### Problem to work on:
Rewrite the listing below, substituting "pond" for "puddle" and keeping everything else the same. Leave the pictures out of your version.

------------------------------------

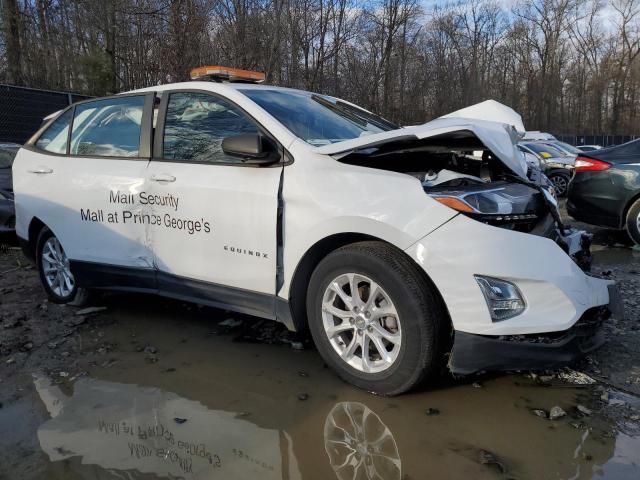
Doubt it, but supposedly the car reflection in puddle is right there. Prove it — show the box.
[34,378,301,479]
[34,377,639,480]
[324,402,402,480]
[34,377,401,480]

------------------------------------

### Finished task:
Doubt it, but supposedly the car reflection in pond is right there. Prove it — show the box.
[34,378,301,479]
[34,377,639,480]
[324,402,402,480]
[34,377,401,480]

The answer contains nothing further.